• _TASK_
From the entries below, copy out every line that contains the string "hair". Case counts.

• _RECORDED DATA_
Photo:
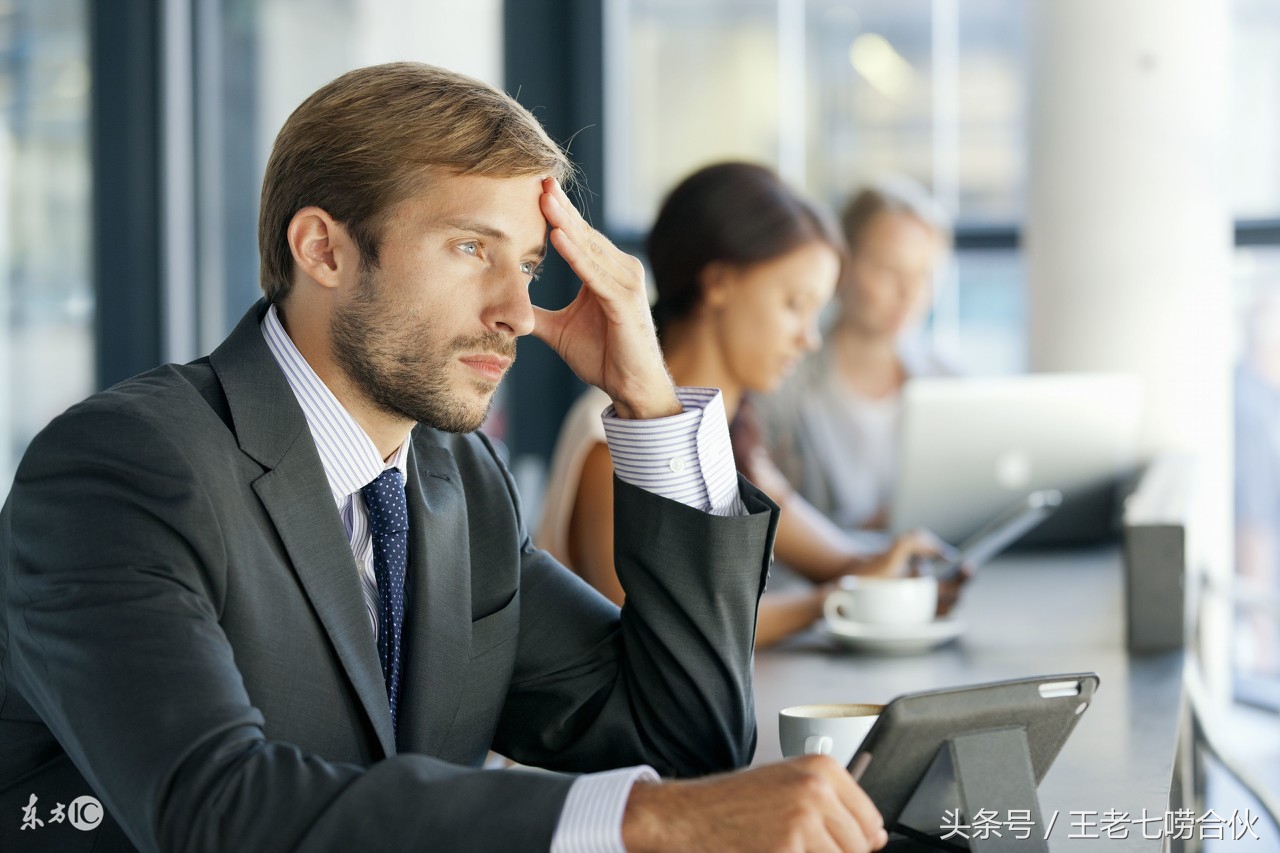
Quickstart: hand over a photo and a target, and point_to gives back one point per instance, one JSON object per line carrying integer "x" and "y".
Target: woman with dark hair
{"x": 743, "y": 265}
{"x": 833, "y": 428}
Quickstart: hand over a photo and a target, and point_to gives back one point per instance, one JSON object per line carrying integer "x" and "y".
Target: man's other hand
{"x": 807, "y": 803}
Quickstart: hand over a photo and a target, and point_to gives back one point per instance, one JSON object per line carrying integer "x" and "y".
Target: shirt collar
{"x": 348, "y": 455}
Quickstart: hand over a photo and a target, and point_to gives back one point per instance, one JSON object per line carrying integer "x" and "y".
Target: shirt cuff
{"x": 592, "y": 819}
{"x": 685, "y": 457}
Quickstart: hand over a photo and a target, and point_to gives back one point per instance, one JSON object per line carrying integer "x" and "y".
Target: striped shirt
{"x": 684, "y": 457}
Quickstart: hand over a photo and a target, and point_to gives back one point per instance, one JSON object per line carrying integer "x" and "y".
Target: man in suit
{"x": 284, "y": 598}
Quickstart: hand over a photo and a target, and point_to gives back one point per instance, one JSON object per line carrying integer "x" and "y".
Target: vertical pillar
{"x": 1129, "y": 233}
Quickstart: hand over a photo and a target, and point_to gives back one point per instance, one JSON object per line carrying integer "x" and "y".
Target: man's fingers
{"x": 593, "y": 245}
{"x": 860, "y": 808}
{"x": 586, "y": 268}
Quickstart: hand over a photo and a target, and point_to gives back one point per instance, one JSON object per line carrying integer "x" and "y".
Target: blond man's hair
{"x": 895, "y": 195}
{"x": 371, "y": 138}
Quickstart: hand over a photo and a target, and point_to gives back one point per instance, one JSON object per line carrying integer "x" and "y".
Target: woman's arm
{"x": 590, "y": 528}
{"x": 810, "y": 543}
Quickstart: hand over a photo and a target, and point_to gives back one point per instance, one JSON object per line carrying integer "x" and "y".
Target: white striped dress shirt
{"x": 685, "y": 457}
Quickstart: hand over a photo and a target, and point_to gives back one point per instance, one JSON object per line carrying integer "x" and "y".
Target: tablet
{"x": 1001, "y": 532}
{"x": 912, "y": 730}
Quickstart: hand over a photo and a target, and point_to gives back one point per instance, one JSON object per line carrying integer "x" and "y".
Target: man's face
{"x": 430, "y": 332}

• _TASK RESULT_
Target: woman with dark hair
Target: blond man's hair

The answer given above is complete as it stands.